** Task input follows **

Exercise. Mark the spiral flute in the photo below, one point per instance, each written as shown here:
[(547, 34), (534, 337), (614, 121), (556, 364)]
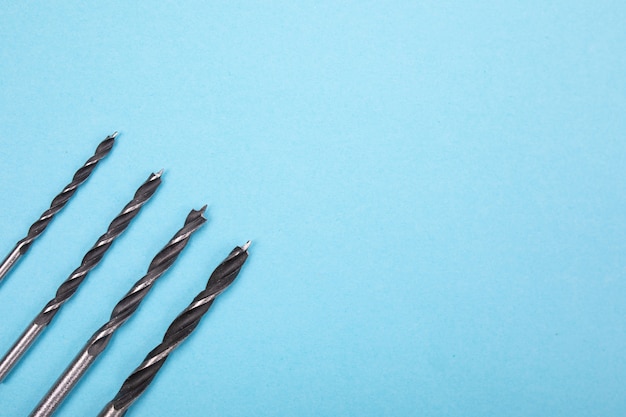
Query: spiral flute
[(71, 284), (178, 331), (121, 313), (57, 204)]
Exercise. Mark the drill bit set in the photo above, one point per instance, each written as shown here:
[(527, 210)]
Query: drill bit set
[(177, 332)]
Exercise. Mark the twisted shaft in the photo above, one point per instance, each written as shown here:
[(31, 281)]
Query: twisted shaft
[(71, 284), (57, 204), (121, 313), (178, 331)]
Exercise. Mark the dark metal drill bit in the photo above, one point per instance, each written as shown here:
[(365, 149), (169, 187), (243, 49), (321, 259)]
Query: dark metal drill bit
[(178, 331), (121, 313), (71, 284), (57, 204)]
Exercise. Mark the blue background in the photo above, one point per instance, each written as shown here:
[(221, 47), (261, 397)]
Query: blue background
[(435, 192)]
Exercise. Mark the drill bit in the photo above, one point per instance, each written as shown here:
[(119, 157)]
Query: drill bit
[(57, 204), (121, 313), (71, 284), (178, 331)]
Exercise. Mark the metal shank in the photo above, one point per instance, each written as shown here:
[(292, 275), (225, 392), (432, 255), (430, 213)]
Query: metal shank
[(121, 313), (93, 257)]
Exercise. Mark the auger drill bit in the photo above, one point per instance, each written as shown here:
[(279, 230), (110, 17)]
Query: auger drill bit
[(178, 331), (57, 204), (71, 284), (121, 313)]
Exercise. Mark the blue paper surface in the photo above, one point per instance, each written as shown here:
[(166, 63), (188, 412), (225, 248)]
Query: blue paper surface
[(434, 190)]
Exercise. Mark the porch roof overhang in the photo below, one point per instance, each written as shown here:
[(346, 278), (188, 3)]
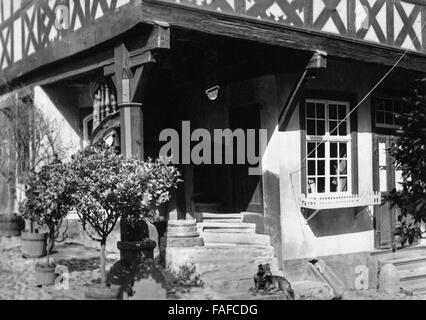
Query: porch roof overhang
[(116, 21)]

** End of Task input **

Exercise goal: For this task, give again exactly the lines from the line with "Exercise. Mark the porch" through the end of the entries, including both ends, and omit the pictures.

Result of the exercise:
Exercise. Mark the porch roof overhang in the photo below, one point per instance, each written as shown here:
[(346, 278), (188, 3)]
Query: porch roof overhang
[(116, 21)]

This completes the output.